>>>>
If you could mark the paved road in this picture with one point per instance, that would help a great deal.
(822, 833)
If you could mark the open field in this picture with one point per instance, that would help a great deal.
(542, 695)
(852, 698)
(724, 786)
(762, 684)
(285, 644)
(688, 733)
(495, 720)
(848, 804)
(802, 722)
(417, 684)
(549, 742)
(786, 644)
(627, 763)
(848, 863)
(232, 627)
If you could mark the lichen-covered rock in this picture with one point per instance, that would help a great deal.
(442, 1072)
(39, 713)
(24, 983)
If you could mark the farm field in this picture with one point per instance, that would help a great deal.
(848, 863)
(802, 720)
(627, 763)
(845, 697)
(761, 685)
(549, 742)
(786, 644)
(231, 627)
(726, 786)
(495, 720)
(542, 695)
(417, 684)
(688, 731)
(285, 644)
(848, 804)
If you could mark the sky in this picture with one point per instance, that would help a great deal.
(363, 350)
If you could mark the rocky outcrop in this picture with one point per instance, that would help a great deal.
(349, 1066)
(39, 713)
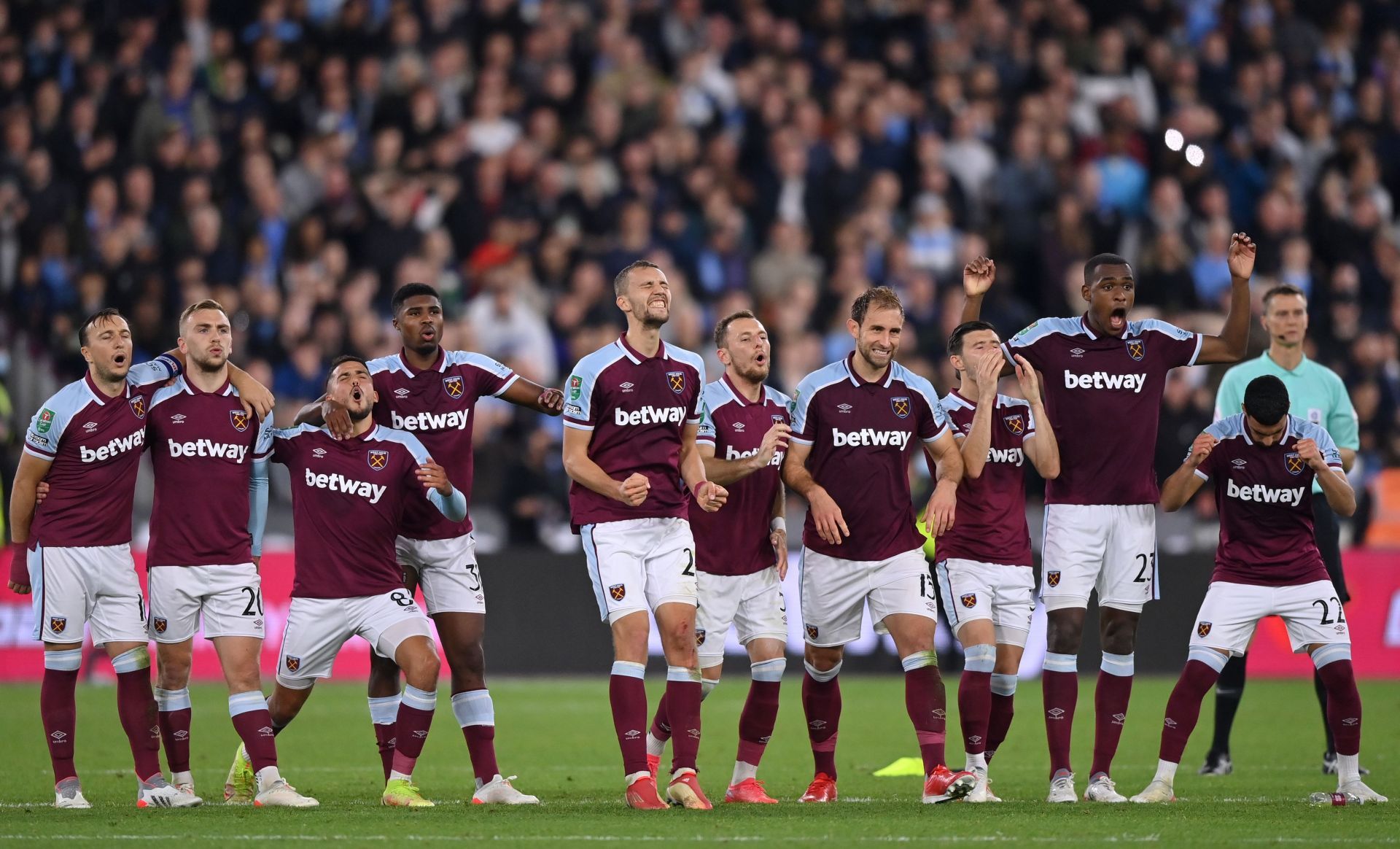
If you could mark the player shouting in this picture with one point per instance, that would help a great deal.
<<<<
Starting at the line that contains "If you could mark the rocky", please write out each line through the last line of the data, both ends included, and keep pictures out of the copy.

If you could mark the rocky outcrop in this picture with one point per instance, that would help a great deal.
(349, 1066)
(39, 713)
If you could mark the player shouting in this picture with one point per instance, that would help a great deal.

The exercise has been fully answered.